Written request = Copy out the records word for word, starting at the very first line and ending with the line that contains "0, 223, 584, 413", including that line.

===== Records shown =====

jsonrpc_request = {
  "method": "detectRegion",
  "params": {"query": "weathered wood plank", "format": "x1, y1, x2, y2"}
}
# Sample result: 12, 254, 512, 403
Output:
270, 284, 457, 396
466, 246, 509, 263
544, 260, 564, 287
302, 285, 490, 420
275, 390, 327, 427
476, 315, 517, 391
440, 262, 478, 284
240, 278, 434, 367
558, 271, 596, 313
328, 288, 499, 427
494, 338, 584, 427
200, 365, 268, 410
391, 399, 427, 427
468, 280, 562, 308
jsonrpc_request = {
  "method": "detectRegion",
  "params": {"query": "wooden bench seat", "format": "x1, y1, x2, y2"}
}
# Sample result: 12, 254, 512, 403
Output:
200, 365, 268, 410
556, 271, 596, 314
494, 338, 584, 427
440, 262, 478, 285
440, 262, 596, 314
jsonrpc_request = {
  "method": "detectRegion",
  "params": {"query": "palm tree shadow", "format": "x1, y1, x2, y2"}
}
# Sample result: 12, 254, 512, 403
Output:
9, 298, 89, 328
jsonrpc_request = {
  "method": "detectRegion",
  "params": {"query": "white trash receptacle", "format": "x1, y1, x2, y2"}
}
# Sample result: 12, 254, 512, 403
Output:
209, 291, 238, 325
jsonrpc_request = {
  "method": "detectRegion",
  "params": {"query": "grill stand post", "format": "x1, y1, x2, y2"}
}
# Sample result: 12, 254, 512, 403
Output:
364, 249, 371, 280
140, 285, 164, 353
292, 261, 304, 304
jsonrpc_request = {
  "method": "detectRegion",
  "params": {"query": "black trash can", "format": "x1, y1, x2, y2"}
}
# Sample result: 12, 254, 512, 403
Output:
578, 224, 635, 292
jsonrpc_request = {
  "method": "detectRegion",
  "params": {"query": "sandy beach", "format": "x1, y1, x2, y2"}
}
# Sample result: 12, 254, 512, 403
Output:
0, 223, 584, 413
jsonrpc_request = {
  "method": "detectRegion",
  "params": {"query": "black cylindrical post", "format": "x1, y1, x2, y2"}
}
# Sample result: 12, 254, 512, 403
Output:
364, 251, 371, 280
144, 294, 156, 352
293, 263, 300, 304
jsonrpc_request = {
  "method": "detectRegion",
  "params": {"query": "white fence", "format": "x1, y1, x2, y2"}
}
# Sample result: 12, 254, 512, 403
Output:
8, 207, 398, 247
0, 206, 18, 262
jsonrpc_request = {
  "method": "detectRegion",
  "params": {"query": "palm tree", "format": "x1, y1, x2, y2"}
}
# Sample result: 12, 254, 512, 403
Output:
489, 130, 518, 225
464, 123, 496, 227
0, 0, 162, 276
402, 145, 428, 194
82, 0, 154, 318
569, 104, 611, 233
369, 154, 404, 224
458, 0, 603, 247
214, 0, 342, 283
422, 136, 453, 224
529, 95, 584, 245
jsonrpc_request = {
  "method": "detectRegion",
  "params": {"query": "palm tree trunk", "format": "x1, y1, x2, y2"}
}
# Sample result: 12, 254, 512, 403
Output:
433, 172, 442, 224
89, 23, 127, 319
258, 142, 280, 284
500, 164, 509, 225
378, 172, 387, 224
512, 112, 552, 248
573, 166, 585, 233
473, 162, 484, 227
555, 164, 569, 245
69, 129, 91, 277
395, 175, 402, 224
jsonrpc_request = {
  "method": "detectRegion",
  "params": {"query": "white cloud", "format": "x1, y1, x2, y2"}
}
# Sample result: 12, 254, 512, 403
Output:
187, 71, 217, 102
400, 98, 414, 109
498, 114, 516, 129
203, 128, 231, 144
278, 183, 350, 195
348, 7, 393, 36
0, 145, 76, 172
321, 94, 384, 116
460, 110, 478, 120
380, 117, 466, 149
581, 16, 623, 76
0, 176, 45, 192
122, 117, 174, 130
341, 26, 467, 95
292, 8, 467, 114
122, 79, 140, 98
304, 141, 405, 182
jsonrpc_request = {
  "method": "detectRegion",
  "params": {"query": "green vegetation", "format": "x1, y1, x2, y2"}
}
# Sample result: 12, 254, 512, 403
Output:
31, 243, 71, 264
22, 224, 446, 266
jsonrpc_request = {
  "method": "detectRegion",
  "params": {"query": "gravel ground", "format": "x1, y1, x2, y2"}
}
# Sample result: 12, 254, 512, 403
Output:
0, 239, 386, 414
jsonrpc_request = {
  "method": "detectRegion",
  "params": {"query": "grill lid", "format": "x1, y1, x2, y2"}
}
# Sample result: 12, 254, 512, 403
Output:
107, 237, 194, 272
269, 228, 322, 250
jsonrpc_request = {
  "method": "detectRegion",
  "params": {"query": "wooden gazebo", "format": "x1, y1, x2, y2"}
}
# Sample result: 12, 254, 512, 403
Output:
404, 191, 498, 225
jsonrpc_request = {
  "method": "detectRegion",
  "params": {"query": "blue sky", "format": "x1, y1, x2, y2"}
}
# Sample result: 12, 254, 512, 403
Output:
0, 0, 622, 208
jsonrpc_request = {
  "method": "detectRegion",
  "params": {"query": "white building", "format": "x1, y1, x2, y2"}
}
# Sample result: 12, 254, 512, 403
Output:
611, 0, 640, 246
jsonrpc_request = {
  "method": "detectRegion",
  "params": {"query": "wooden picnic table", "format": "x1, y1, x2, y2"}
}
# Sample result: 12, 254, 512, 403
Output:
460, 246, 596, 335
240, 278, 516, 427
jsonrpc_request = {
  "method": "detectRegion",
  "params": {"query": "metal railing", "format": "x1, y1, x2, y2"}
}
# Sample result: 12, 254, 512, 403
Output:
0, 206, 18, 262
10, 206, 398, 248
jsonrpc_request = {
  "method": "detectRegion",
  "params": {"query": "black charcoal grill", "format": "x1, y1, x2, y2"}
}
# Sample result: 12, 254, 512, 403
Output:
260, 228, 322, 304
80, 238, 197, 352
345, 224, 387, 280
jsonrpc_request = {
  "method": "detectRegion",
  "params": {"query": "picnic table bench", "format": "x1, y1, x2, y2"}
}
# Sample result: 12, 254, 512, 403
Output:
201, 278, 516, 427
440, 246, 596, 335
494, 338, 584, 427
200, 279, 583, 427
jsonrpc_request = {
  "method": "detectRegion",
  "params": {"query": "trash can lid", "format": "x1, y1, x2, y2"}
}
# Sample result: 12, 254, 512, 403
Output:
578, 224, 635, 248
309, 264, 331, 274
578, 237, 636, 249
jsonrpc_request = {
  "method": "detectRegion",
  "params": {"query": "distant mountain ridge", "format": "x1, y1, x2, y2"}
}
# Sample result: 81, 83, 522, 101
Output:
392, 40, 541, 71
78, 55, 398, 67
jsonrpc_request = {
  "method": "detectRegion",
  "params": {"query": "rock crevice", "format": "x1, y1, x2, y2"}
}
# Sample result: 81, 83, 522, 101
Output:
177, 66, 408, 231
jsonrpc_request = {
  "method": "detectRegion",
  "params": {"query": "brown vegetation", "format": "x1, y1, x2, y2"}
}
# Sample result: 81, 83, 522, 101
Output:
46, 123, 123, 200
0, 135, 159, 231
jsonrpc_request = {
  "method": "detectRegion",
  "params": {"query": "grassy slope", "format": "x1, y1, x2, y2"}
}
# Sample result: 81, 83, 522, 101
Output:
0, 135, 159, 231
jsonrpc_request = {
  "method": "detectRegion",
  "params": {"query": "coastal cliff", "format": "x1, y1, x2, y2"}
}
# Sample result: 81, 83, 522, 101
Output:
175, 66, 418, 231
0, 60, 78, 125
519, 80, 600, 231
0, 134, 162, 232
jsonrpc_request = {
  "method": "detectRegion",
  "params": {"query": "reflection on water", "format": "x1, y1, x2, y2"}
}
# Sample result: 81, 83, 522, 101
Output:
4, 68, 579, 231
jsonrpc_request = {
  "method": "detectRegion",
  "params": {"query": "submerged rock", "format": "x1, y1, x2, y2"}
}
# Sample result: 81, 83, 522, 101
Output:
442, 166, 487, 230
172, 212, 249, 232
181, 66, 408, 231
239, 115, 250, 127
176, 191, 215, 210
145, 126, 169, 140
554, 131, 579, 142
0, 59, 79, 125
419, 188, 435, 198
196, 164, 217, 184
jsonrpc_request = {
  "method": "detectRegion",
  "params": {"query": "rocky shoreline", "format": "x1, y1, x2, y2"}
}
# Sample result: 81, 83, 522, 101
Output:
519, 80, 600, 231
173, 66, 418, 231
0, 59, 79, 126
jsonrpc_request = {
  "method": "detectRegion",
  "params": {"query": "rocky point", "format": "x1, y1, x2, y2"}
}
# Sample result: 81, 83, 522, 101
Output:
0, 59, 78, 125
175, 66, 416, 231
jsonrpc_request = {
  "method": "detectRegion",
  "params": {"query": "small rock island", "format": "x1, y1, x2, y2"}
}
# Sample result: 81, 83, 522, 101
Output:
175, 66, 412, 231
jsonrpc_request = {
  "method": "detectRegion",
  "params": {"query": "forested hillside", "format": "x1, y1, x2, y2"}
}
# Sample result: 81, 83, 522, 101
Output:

=====

Solution to this task =
jsonrpc_request = {
  "method": "detectRegion",
  "params": {"query": "weathered wood plank", "format": "x1, y1, x2, y2"}
}
# Sample result: 12, 254, 512, 403
Output:
270, 284, 457, 396
466, 246, 509, 263
544, 260, 564, 287
302, 285, 490, 420
275, 390, 327, 427
476, 315, 517, 391
440, 262, 478, 284
240, 278, 434, 367
558, 271, 596, 313
328, 288, 499, 427
494, 338, 584, 427
200, 365, 268, 410
391, 399, 427, 427
468, 280, 562, 308
jsonrpc_request = {
  "method": "detectRegion",
  "params": {"query": "wooden bench seat", "format": "x1, y1, x2, y2"}
}
# Sample result: 12, 254, 512, 403
Output:
200, 365, 268, 410
556, 271, 596, 314
494, 338, 584, 427
440, 262, 478, 285
440, 262, 596, 314
jsonrpc_request = {
  "method": "detectRegion",
  "params": {"query": "palm tree shadow", "format": "x1, y1, x2, y2"}
}
# Sample result: 12, 254, 512, 403
Output:
9, 298, 89, 328
jsonrpc_request = {
  "method": "detectRegion",
  "params": {"query": "white trash receptacle", "format": "x1, y1, x2, y2"}
}
# Sample result: 12, 254, 512, 403
Output:
209, 291, 238, 325
jsonrpc_request = {
  "method": "detectRegion",
  "params": {"query": "grill stand post", "format": "x1, y1, x2, y2"}
}
# Sample result: 12, 254, 512, 403
Output:
364, 249, 371, 280
140, 285, 164, 353
292, 261, 304, 304
jsonrpc_request = {
  "method": "detectRegion",
  "params": {"query": "black trash can", "format": "x1, y1, x2, y2"}
}
# Sample result: 12, 254, 512, 403
Output:
578, 224, 635, 292
jsonrpc_request = {
  "method": "detectRegion",
  "params": {"query": "sandy beach", "format": "x1, y1, x2, y2"}
}
# Sample result: 12, 254, 512, 403
Output:
0, 223, 584, 413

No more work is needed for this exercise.